**** GIVEN RECORDS

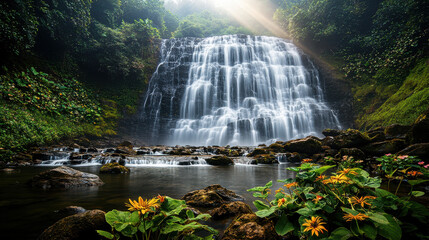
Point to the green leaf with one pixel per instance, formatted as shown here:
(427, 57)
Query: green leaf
(260, 205)
(266, 212)
(415, 182)
(105, 234)
(369, 230)
(341, 233)
(284, 226)
(323, 169)
(417, 193)
(378, 218)
(390, 231)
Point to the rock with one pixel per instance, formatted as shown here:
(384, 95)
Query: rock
(81, 226)
(381, 148)
(266, 159)
(251, 227)
(220, 161)
(331, 132)
(420, 129)
(356, 153)
(114, 168)
(258, 151)
(211, 196)
(348, 139)
(420, 150)
(70, 210)
(309, 145)
(65, 177)
(229, 210)
(396, 131)
(277, 147)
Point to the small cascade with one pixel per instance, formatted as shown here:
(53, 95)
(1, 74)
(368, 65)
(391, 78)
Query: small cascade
(234, 90)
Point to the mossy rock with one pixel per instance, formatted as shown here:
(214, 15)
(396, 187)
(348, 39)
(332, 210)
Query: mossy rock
(266, 159)
(309, 145)
(220, 161)
(114, 168)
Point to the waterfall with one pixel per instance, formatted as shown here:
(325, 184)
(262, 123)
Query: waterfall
(234, 90)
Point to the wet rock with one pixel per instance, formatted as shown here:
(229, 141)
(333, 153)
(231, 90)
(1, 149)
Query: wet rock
(331, 132)
(294, 157)
(220, 161)
(81, 226)
(348, 139)
(419, 132)
(258, 151)
(309, 145)
(65, 177)
(250, 227)
(114, 168)
(277, 147)
(70, 210)
(420, 150)
(356, 153)
(266, 159)
(381, 148)
(230, 210)
(396, 131)
(211, 196)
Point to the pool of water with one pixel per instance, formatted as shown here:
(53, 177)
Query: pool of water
(26, 211)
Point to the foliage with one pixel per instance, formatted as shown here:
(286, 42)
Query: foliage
(157, 218)
(347, 204)
(207, 24)
(19, 27)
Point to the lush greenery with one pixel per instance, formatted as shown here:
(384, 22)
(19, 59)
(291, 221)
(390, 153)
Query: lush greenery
(376, 44)
(347, 204)
(157, 218)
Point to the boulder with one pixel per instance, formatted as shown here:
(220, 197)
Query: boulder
(381, 148)
(211, 196)
(420, 150)
(220, 161)
(230, 210)
(420, 129)
(266, 159)
(331, 132)
(309, 145)
(114, 168)
(348, 139)
(396, 131)
(65, 177)
(356, 153)
(81, 226)
(250, 227)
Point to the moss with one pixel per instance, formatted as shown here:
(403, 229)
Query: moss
(404, 106)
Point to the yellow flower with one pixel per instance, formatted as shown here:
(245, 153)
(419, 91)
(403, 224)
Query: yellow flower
(347, 171)
(350, 217)
(289, 185)
(281, 202)
(142, 206)
(361, 201)
(315, 225)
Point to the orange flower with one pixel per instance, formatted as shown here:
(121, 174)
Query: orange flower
(317, 199)
(289, 185)
(315, 225)
(414, 173)
(350, 217)
(361, 201)
(320, 178)
(347, 171)
(281, 202)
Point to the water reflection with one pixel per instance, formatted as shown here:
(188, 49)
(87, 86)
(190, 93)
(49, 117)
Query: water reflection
(34, 208)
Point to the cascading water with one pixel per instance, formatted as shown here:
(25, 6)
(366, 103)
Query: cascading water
(234, 90)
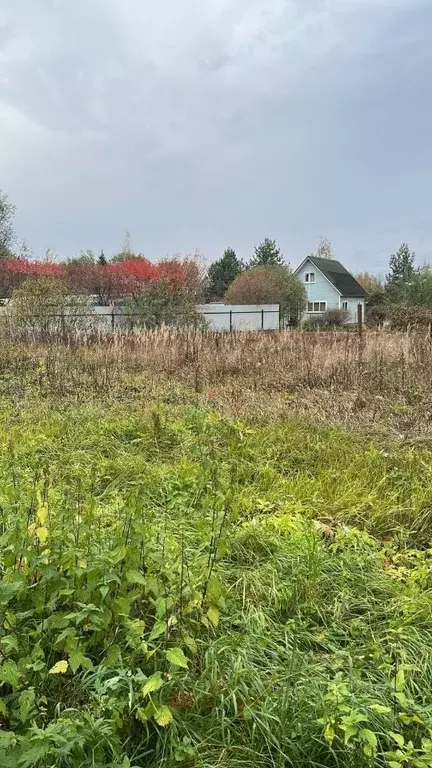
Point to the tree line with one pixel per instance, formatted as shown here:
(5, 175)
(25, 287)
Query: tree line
(173, 287)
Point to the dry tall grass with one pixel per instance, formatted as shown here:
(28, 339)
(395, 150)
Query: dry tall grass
(380, 364)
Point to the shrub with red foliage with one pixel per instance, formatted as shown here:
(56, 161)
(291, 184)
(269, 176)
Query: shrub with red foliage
(13, 272)
(108, 282)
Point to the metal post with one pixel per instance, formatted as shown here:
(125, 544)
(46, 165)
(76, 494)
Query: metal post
(360, 320)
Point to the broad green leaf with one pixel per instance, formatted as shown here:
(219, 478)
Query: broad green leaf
(190, 644)
(9, 673)
(367, 735)
(163, 716)
(42, 514)
(9, 643)
(112, 656)
(135, 577)
(154, 683)
(77, 660)
(400, 680)
(42, 534)
(213, 614)
(8, 591)
(121, 606)
(26, 703)
(59, 669)
(176, 657)
(214, 590)
(398, 738)
(159, 629)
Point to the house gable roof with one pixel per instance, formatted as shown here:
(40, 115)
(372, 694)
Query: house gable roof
(342, 280)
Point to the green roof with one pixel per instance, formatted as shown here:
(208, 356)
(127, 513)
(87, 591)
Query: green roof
(339, 277)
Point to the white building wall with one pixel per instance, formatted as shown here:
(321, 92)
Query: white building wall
(352, 308)
(254, 317)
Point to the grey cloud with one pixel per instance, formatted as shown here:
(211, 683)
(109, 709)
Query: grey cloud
(202, 125)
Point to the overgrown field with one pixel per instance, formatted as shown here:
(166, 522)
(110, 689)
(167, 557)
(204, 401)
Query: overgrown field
(181, 586)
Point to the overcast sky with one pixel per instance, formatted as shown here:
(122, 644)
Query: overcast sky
(199, 124)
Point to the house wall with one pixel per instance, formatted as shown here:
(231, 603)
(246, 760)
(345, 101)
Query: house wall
(252, 317)
(218, 317)
(352, 308)
(320, 290)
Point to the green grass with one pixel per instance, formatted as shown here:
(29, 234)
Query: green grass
(171, 559)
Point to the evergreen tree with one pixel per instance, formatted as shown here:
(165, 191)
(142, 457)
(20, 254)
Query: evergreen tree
(325, 248)
(222, 273)
(266, 254)
(401, 266)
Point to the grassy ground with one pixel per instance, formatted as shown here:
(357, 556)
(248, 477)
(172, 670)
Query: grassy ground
(203, 573)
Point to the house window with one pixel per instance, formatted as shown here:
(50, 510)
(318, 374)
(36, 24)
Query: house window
(317, 306)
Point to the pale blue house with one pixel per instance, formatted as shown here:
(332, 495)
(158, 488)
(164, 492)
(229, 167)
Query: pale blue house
(330, 286)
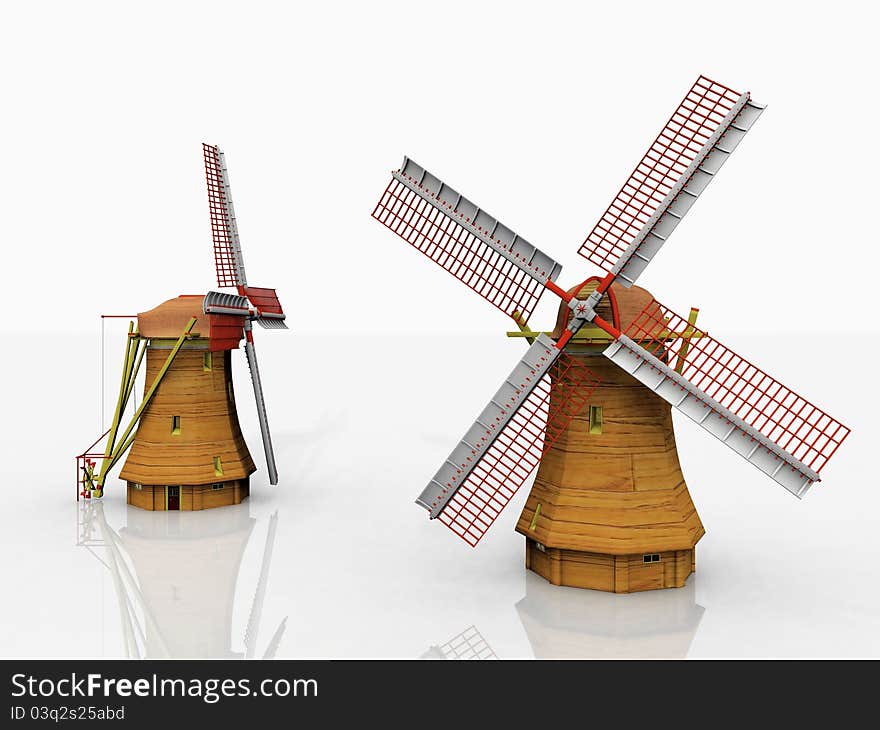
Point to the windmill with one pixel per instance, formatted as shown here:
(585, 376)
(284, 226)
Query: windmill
(590, 402)
(186, 446)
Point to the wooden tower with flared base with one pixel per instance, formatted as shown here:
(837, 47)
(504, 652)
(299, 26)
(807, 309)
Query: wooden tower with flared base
(188, 452)
(609, 508)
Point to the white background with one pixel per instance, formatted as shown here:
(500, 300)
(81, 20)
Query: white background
(537, 113)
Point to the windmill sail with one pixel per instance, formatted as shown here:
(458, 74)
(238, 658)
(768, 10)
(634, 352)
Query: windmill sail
(504, 445)
(690, 149)
(228, 259)
(490, 258)
(251, 354)
(771, 426)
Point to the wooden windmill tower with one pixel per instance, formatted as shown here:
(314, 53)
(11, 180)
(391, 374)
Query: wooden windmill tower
(187, 451)
(591, 401)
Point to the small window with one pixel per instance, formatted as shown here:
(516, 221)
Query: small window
(595, 420)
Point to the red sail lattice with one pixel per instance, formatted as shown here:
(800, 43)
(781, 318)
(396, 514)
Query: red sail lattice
(805, 431)
(457, 250)
(224, 255)
(688, 129)
(517, 451)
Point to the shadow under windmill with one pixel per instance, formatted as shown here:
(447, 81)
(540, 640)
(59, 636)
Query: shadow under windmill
(175, 576)
(571, 623)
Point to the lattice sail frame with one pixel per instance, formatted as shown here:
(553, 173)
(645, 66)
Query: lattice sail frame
(228, 259)
(708, 113)
(514, 452)
(459, 236)
(751, 402)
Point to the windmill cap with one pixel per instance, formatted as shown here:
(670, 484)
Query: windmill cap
(620, 307)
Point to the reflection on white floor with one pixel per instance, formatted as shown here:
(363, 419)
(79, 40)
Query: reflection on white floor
(175, 576)
(469, 644)
(570, 623)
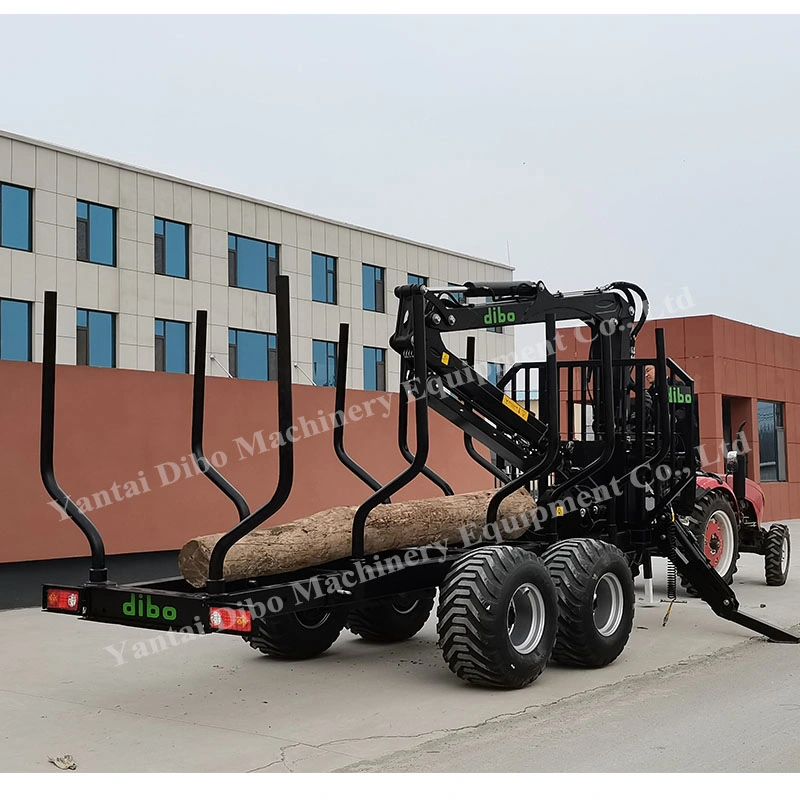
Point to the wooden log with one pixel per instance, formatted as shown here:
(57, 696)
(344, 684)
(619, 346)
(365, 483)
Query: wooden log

********

**WRITTEN EXERCISE**
From the line holding "Point to the red" to the last line of the listing, please output each line exactly as it stands. Pictures stay out of the copy.

**ANSWER BELOW**
Point to the red sail lattice with one pixel per instance, formatted as shown here:
(800, 43)
(781, 318)
(396, 514)
Query: red sail lattice
(805, 431)
(457, 250)
(224, 255)
(688, 129)
(517, 451)
Point to the shadow under windmill with one pixel per instance, formatted as shown here:
(447, 81)
(540, 640)
(59, 636)
Query: shadow under windmill
(175, 576)
(571, 623)
Point to the lattice sail frame with one pixel per instance, formatted as shown here:
(553, 173)
(645, 66)
Query: lattice sail frame
(228, 259)
(708, 113)
(514, 452)
(459, 236)
(751, 402)
Point to the windmill cap with one pixel per instance, formatted as shown here:
(670, 484)
Query: windmill cap
(620, 307)
Point to the reflection on white floor with one pixel per instance, formatted as shown here:
(363, 419)
(79, 40)
Query: reflection on white floor
(175, 576)
(469, 644)
(570, 623)
Point to the wooden log with one pixel per instance, formatted as shown here:
(57, 696)
(344, 684)
(619, 346)
(365, 483)
Query: wooden log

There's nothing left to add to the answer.